**Seite:**
□ □ □ □ □
“Die blauen Türen von Essaouira”
Essaouira gilt ja insgeheim als Kontrapunkt zum hektischen Marrakesch und wird von vielen Besuchern der Stadt der roten Mauern besucht.
Die Stadt (Essaouira) liegt auf einer Halbinsel und hat eine teilweise gut erhaltene Festungsanlage zum Wasser hin (Scala del la Kasbah), die auf die portugiesische Geschichte hinweist – mit dem Bau der Mauer wurde im 16. Jahrhundert begonnen, als die Portugiesen einige Landstriche hier eroberten.
In den Schießscharten stehen heute noch eine Anzahl von Kanonen, die wie zum Abschuss bereit zu stehen scheinen.
Zeitweise war Essaouira der größte Seehafen Marokkos und gelangte durch den Karawanenhandel zu erheblichen Wohlstand.
Aber wie man aus der Geschichte kennt, ist alles ein Auf und Ab, denn im 20. Jahrhundert verlor die Stadt zunehmend an Bedeutung, da die Handelsverbindungen unterbrochen wurden.
Wieder ins Gedächtnis gerufen wurde die Hafenstadt Ende der 60er-Jahre als Zentrum der Hippie-Bewegung, was ja heute schon lange in Vergessenheit geraten ist.
Genauso ist Essaouira noch heute das Zentrum der hohen Kunst der
INTARSIEN und deren Manufakturen.
□ □ □ □ □
**Gesammelte Daten:**

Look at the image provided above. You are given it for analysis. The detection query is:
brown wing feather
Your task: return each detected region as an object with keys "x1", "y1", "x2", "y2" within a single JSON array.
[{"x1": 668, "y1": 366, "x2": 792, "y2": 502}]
□ □ □ □ □
**Aufgaben:**
1. Wie lautet der folgende Satz aus dem Text über Essaouira auf Englisch: „In den Schießscharten stehen heute noch eine Anzahl von Kanonen, die wie zum Abschuss bereit zu stehen scheinen.“?
2. Beantworte anhand des Textes über Essaouira:
(a) In welchem Jahrhundert wurde mit dem Bau der Mauer begonnen?
(b) Wodurch gelangte Essaouira zu erheblichem Wohlstand?
(c) Als Zentrum welcher Bewegung wurde die Hafenstadt Ende der 60er-Jahre wieder ins Gedächtnis gerufen?

**Antworten:**
1. A number of cannons still stand in the embrasures today, appearing as if ready to fire.

2.
(a) Im 16. Jahrhundert.
(b) Durch den Karawanenhandel.
(c) Der Hippie-Bewegung.